BEGIN Source data

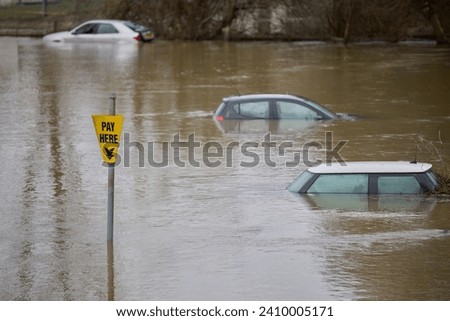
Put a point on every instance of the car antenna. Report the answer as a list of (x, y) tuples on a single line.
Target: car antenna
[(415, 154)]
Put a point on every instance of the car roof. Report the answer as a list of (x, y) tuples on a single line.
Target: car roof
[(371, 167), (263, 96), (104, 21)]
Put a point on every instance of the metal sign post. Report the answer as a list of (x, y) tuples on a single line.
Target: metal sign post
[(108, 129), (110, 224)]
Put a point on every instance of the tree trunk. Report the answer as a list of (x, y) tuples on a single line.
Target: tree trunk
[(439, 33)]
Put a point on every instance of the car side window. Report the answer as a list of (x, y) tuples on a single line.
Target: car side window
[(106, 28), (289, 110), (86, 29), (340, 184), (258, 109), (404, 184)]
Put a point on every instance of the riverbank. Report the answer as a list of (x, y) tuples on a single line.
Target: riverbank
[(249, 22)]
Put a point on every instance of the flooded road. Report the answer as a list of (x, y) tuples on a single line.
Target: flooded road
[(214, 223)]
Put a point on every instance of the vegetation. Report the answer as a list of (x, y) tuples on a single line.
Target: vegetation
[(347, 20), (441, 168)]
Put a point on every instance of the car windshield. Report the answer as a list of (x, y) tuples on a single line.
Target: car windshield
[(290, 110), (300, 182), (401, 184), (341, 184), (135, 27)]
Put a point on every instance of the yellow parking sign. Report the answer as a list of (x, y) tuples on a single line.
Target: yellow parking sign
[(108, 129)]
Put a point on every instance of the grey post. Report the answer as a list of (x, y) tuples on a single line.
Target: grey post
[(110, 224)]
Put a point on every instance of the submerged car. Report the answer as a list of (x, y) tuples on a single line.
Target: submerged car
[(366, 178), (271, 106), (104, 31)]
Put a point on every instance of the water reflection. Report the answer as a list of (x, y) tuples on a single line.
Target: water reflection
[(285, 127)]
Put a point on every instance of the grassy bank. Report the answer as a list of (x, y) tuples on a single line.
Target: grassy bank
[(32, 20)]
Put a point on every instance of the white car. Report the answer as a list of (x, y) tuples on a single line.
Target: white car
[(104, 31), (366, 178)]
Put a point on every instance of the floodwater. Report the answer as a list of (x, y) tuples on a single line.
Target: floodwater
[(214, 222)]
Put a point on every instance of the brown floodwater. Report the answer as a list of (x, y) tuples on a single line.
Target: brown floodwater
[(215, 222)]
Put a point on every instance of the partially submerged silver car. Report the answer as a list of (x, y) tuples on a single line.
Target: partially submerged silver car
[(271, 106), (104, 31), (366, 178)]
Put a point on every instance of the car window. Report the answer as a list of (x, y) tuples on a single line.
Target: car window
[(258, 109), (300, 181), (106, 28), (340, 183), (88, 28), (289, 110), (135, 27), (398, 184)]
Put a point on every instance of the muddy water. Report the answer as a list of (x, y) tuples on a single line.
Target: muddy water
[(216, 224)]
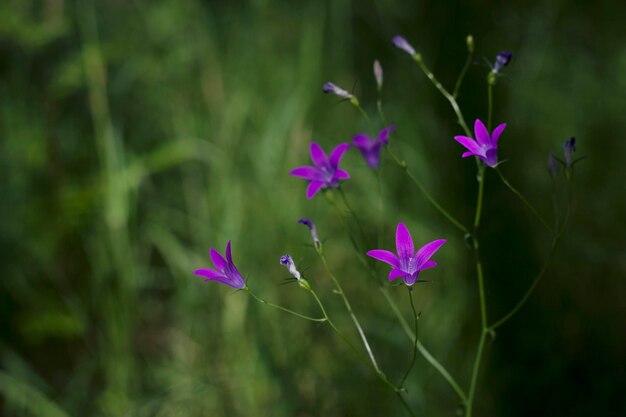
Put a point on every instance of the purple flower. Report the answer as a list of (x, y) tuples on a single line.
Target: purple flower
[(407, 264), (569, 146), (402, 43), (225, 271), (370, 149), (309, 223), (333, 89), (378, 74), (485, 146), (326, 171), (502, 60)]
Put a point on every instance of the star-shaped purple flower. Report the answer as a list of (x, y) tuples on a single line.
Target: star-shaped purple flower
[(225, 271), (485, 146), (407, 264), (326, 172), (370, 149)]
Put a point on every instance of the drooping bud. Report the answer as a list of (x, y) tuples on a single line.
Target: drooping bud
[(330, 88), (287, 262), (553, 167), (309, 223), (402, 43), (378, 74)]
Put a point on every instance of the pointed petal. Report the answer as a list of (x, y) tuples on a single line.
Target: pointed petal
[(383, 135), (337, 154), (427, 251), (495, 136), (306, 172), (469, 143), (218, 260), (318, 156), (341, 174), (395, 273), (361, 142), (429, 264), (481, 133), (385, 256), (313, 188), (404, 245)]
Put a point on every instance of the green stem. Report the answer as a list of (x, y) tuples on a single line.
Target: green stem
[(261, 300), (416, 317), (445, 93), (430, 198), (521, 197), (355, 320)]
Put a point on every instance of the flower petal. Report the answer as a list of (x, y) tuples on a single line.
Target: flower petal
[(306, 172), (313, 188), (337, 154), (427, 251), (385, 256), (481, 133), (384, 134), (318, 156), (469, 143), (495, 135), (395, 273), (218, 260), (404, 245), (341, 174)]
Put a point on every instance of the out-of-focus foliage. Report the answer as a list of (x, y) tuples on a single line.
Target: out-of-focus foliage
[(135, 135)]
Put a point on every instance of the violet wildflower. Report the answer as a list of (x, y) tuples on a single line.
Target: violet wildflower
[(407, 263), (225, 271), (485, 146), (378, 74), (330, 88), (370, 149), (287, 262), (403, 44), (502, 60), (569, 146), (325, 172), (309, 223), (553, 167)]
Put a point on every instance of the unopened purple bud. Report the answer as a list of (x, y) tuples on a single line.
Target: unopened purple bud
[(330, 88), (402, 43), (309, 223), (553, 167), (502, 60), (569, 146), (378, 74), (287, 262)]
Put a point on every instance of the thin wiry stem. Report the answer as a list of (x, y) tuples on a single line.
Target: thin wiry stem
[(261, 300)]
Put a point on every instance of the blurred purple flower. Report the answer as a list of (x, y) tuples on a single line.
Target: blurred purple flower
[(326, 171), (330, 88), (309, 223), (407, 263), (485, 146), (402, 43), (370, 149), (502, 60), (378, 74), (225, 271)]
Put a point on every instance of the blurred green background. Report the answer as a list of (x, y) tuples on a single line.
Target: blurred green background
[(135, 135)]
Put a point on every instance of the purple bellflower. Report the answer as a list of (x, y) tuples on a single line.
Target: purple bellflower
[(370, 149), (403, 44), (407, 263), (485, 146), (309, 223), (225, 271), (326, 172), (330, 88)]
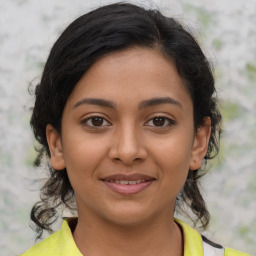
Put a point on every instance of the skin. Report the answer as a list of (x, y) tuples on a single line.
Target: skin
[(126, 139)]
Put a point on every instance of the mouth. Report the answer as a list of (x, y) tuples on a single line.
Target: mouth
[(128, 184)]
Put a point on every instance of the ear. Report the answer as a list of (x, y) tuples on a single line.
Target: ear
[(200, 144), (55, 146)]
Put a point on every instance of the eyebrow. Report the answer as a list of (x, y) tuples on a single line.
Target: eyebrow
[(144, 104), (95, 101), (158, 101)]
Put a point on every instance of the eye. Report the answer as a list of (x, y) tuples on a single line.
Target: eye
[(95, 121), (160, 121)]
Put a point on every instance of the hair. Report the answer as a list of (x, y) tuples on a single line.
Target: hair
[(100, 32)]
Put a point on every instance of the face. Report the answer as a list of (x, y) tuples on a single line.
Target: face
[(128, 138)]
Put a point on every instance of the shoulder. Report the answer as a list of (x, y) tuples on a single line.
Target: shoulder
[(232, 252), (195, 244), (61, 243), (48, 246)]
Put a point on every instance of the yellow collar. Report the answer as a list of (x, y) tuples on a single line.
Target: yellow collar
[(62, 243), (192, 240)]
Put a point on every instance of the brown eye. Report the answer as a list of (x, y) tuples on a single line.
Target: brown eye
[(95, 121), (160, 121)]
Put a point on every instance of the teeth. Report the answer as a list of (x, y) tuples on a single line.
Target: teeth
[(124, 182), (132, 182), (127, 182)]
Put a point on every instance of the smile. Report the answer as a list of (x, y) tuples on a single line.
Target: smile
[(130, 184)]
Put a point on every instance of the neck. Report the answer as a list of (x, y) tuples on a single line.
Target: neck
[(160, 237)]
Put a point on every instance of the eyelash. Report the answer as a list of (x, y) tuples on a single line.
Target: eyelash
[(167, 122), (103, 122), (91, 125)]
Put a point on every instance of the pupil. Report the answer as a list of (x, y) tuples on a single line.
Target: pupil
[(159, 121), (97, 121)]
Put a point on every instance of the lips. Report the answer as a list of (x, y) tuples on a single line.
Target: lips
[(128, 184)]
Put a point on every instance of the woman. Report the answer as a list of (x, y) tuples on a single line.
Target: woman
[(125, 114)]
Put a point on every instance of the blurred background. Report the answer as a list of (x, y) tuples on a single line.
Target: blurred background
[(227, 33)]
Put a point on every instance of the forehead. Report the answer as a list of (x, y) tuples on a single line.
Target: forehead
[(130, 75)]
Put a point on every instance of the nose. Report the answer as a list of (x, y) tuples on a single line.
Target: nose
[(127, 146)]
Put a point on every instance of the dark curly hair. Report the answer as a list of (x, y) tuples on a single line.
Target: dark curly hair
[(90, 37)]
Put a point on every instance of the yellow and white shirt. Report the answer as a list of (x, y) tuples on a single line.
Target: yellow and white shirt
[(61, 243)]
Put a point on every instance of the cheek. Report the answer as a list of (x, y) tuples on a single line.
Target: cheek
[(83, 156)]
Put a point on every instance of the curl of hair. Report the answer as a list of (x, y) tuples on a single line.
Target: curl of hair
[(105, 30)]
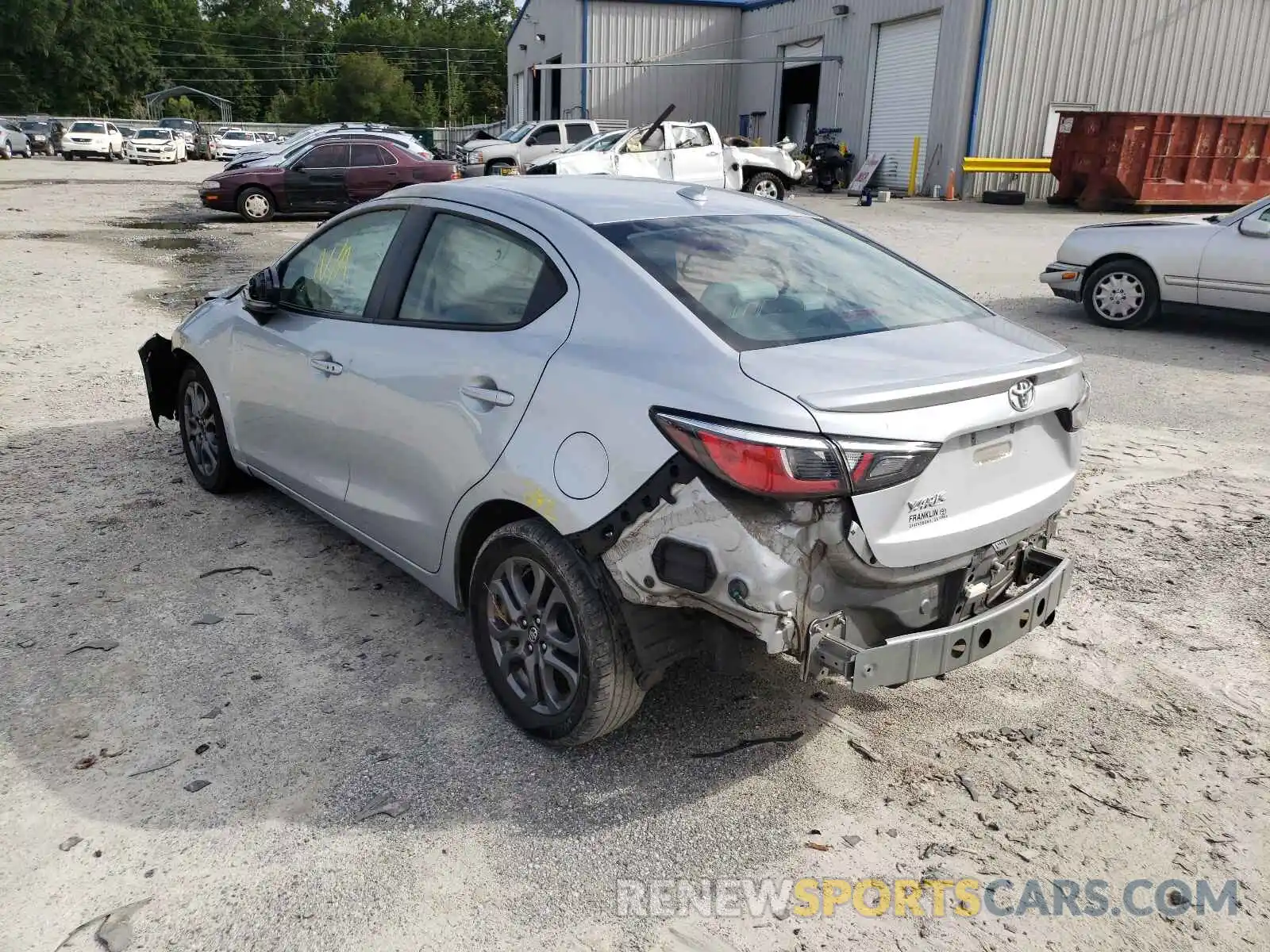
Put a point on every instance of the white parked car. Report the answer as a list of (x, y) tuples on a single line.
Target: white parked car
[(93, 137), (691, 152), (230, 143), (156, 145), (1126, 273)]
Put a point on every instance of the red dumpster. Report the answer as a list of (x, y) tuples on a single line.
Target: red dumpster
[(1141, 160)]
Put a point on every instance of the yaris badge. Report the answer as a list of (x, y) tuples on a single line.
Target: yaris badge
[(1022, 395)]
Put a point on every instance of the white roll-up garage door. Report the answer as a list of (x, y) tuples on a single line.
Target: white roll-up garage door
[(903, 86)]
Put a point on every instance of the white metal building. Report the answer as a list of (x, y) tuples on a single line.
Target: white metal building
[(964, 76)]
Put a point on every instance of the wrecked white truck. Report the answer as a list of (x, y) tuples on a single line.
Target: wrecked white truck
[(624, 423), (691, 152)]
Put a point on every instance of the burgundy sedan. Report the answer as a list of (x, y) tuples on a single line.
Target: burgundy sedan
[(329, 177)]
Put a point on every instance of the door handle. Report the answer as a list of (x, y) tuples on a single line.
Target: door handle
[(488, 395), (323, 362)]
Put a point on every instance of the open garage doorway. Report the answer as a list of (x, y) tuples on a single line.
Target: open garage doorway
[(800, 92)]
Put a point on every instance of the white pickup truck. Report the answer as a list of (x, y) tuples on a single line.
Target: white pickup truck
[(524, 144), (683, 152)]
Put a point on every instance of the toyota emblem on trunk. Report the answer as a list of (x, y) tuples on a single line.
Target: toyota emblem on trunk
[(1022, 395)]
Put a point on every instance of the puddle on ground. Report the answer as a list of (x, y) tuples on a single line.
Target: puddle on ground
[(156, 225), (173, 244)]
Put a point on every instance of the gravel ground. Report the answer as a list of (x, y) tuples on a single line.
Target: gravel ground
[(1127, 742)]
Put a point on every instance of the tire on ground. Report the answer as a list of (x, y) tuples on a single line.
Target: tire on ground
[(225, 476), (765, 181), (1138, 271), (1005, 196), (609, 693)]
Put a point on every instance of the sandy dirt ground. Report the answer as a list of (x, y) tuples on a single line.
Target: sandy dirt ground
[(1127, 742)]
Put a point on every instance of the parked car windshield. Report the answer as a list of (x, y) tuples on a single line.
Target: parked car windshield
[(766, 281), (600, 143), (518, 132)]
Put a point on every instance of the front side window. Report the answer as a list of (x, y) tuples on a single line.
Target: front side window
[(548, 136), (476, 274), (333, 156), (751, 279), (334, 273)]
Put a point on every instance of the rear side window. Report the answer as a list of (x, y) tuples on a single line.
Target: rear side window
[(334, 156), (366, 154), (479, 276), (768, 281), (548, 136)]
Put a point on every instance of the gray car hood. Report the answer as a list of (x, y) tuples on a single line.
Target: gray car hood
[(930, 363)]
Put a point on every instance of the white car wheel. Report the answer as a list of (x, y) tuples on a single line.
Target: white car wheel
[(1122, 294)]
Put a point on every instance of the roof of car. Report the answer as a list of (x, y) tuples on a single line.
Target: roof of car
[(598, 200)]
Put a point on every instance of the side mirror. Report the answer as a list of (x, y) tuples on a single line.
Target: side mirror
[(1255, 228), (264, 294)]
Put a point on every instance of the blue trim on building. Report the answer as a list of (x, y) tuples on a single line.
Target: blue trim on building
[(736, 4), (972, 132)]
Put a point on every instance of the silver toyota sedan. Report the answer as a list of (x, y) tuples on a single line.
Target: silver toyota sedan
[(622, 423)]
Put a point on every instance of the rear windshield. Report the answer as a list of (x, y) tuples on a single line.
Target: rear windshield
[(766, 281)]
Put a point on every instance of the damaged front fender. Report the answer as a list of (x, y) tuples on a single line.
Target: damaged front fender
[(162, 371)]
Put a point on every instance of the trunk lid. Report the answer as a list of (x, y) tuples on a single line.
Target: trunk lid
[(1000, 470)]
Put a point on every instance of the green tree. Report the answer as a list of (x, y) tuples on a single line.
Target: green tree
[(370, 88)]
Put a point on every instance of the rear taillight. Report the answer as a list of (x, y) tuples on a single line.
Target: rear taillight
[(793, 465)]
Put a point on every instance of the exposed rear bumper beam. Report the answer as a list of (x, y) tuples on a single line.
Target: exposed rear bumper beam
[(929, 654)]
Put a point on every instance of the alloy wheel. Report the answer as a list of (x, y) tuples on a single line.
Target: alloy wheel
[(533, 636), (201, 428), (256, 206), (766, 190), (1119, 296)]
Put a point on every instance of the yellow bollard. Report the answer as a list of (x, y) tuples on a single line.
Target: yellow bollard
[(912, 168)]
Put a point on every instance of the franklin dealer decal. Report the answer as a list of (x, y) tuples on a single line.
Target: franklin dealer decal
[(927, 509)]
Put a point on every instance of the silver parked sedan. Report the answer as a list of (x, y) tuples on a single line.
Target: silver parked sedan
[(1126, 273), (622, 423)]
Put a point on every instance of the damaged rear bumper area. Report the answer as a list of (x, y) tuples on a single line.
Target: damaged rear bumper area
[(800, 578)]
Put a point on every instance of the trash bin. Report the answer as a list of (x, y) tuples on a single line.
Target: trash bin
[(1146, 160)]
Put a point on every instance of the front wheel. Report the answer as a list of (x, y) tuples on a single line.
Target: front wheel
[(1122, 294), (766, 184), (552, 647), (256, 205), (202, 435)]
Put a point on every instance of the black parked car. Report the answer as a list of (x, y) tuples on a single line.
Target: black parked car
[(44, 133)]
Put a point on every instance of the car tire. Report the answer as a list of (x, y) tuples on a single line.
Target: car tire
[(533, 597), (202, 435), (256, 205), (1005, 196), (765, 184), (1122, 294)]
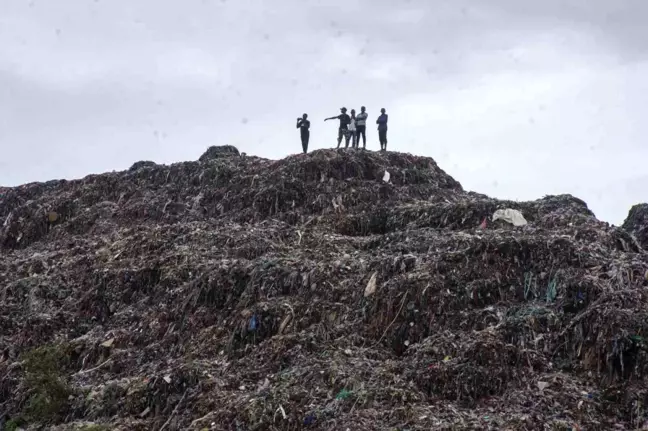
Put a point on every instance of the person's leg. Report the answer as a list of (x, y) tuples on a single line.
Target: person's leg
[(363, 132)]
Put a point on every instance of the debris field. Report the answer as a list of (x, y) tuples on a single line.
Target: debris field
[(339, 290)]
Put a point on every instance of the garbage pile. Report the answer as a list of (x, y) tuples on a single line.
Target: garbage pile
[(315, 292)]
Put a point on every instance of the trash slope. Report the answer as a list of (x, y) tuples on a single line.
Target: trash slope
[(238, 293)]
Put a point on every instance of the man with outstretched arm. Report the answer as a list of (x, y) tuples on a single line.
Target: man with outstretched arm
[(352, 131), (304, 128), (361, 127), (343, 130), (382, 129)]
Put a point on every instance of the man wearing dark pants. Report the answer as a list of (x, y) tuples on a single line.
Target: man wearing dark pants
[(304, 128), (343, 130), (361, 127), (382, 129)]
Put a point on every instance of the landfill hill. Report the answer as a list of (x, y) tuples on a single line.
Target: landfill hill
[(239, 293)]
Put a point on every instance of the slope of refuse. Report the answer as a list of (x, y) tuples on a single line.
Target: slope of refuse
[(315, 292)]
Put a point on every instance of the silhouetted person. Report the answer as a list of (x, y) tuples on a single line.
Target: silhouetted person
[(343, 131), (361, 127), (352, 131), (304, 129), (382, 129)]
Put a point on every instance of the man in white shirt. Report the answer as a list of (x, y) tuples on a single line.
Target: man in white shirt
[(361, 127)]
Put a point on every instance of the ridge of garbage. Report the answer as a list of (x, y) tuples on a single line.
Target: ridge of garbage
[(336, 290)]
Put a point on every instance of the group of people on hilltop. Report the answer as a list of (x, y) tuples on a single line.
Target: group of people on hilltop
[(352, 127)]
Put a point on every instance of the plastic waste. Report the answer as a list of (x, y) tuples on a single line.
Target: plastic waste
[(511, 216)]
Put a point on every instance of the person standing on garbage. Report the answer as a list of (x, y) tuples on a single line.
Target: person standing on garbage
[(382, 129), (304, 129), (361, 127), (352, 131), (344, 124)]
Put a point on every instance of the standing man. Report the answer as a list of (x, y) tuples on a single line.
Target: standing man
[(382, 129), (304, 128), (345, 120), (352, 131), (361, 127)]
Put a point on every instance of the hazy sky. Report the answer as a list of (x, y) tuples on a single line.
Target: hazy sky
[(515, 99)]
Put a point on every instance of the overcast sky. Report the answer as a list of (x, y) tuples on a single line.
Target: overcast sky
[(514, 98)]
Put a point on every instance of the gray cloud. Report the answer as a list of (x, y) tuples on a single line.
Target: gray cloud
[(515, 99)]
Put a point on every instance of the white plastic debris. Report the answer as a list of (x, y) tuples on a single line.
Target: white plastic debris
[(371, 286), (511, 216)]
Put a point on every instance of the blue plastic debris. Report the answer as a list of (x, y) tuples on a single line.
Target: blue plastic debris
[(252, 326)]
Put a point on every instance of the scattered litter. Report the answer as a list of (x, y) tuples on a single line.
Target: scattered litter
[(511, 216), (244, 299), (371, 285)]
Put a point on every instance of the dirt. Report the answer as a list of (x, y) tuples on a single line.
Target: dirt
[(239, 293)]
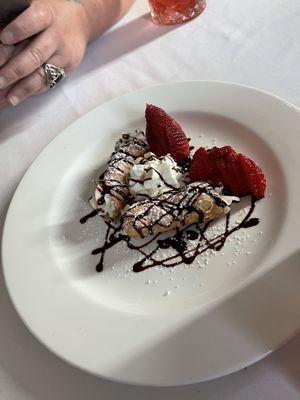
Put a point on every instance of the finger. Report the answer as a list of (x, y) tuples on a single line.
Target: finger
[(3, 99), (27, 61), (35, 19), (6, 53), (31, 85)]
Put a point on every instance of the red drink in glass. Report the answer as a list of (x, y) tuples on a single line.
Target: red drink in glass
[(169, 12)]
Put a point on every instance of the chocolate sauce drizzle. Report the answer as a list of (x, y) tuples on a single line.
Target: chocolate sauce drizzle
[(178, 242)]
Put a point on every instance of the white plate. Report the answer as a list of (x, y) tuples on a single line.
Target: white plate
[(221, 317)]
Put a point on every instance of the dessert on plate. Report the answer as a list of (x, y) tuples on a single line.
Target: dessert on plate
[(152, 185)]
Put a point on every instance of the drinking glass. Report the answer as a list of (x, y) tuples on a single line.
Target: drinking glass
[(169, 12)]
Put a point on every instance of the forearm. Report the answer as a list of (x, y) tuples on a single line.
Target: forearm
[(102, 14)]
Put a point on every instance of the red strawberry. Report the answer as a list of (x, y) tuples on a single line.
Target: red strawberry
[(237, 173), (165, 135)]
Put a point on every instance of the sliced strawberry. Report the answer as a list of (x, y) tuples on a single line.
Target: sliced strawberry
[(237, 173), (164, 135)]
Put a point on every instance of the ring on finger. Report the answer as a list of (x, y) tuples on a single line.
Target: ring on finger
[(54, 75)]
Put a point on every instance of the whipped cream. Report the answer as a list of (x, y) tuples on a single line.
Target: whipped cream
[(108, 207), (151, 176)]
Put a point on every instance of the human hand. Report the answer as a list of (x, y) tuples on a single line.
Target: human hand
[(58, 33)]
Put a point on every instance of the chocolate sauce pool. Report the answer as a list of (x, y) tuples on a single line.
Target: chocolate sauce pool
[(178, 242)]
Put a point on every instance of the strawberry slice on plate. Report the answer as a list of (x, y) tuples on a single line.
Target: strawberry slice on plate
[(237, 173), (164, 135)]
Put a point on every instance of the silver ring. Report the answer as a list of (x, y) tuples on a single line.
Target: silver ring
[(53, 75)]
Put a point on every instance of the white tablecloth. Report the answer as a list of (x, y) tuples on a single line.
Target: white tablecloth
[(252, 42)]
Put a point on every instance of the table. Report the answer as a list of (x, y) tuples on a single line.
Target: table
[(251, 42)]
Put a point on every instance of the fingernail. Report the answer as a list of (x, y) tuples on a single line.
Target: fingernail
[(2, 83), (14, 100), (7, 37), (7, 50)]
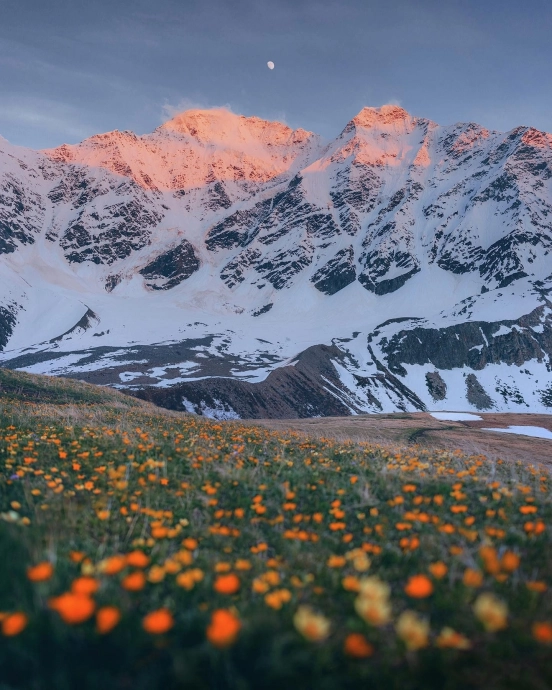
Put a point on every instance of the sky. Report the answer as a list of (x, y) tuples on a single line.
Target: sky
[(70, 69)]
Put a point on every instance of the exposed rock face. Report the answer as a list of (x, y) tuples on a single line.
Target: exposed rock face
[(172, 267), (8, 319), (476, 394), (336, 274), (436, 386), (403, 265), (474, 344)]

END Source data

**What the exercise asks**
A word-for-word reproduction is needed of the lines above from the line containing "Put a point on every instance of the fingernail." through the line containing "Put a point on every instance of the exposed rock", with both ends kept and no pictures.

**Task response**
Put a point on every instance of the fingernail. Report the answer as a list of (x, y) tuples on a single line.
Target: fingernail
[(2, 83), (14, 100), (7, 37), (7, 50)]
Put a point on every instance of the sky. Report the answer as a list of (x, y) tuples on a single line.
Target: sky
[(70, 69)]
Put a point on every instance of the exposed rock face. Report the answer as a list of (x, y) tuples on a single line.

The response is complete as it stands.